• Your instructions:
Going line by line through the entries below, count those that contain "ceiling". Give the number by itself.

• Data items:

- - -

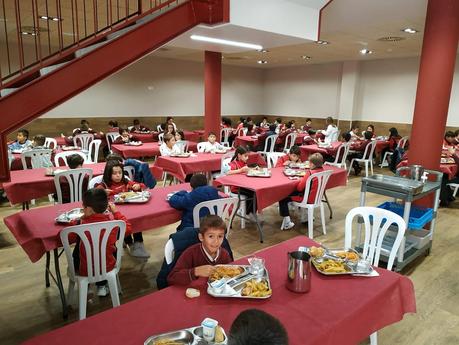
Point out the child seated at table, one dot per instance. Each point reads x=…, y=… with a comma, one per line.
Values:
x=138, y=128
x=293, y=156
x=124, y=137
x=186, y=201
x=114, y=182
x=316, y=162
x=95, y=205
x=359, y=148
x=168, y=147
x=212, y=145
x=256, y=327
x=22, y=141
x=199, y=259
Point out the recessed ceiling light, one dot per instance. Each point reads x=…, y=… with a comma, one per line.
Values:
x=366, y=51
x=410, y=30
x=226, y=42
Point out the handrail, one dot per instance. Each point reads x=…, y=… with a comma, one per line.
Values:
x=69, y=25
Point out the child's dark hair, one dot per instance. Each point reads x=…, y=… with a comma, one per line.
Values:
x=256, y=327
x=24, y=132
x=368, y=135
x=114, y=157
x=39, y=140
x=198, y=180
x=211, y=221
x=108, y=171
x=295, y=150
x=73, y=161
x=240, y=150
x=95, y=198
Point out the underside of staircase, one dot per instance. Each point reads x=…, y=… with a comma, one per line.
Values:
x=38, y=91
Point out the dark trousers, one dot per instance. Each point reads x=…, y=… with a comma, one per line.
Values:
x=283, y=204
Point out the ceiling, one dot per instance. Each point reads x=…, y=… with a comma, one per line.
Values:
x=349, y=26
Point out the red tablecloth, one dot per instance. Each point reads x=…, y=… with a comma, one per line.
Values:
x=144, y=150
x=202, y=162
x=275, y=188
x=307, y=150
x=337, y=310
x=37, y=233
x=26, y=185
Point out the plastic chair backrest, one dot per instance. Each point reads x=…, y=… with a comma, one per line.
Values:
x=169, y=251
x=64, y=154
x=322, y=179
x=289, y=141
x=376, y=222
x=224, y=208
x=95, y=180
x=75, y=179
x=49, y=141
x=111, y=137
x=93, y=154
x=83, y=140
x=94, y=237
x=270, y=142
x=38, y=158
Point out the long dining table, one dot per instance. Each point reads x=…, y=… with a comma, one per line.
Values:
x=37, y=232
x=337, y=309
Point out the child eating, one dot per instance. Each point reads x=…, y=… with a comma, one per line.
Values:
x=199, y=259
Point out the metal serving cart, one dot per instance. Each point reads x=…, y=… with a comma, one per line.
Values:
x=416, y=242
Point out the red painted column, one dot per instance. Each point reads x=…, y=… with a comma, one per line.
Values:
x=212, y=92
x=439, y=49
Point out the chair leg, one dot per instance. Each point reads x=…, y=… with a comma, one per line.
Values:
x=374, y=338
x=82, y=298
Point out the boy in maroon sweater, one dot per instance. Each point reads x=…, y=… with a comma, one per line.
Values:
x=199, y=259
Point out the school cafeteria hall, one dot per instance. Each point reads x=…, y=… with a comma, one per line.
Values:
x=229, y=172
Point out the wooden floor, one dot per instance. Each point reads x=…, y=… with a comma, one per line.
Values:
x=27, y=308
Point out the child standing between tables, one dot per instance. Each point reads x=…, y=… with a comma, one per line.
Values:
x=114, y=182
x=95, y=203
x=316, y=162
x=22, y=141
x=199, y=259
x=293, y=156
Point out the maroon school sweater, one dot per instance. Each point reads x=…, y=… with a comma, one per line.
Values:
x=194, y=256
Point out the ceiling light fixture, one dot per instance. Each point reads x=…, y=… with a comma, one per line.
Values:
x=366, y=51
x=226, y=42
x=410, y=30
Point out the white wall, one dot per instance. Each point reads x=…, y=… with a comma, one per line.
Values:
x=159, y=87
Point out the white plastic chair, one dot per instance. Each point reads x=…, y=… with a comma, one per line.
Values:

- - -

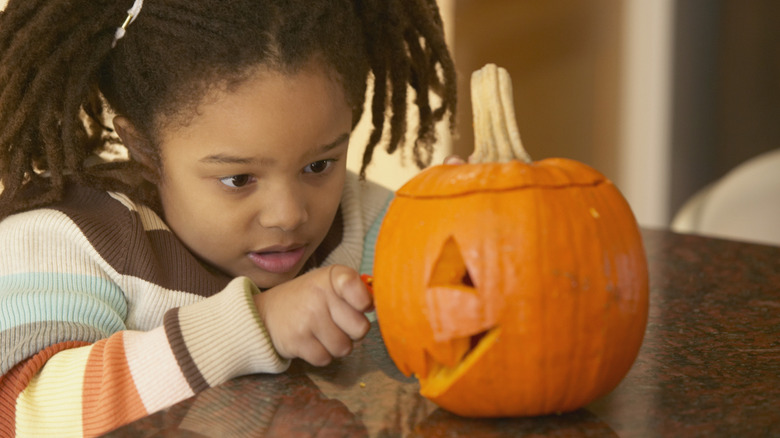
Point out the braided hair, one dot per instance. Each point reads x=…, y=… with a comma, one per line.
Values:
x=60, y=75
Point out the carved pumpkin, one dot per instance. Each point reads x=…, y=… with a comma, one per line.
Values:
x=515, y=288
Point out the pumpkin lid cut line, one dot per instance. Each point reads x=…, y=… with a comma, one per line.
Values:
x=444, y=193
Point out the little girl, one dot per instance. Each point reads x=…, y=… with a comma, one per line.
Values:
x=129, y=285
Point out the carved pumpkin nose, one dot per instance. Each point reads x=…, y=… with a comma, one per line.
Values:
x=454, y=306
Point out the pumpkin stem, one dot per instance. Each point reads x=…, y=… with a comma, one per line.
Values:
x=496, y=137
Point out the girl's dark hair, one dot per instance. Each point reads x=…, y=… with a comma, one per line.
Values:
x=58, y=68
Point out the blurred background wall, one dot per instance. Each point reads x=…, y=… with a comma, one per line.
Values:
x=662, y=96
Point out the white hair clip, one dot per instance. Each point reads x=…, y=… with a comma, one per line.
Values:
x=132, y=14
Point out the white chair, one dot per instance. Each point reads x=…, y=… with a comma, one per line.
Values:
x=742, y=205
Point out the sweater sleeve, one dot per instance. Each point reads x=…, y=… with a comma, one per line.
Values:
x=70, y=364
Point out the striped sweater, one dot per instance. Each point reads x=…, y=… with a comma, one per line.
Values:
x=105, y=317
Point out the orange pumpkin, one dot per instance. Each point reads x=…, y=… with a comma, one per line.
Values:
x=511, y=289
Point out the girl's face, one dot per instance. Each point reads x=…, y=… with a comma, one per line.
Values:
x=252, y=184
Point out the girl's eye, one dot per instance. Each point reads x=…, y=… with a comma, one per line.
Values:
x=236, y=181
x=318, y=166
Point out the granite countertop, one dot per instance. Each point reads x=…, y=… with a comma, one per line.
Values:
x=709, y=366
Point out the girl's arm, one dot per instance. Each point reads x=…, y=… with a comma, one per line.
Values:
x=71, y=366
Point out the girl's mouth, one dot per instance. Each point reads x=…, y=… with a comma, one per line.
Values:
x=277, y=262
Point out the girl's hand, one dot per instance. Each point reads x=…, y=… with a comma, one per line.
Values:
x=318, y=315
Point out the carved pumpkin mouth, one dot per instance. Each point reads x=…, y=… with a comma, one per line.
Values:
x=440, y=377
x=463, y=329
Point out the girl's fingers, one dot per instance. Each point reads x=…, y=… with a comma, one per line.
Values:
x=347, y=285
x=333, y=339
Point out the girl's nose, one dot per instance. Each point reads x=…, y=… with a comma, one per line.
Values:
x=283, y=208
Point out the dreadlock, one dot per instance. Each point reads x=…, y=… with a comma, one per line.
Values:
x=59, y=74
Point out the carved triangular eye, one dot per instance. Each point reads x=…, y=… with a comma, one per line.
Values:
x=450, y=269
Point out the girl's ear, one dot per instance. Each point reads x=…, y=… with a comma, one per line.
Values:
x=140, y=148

- - -

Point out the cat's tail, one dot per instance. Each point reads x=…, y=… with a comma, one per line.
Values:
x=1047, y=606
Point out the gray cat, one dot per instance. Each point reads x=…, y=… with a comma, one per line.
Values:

- - -

• The completed task:
3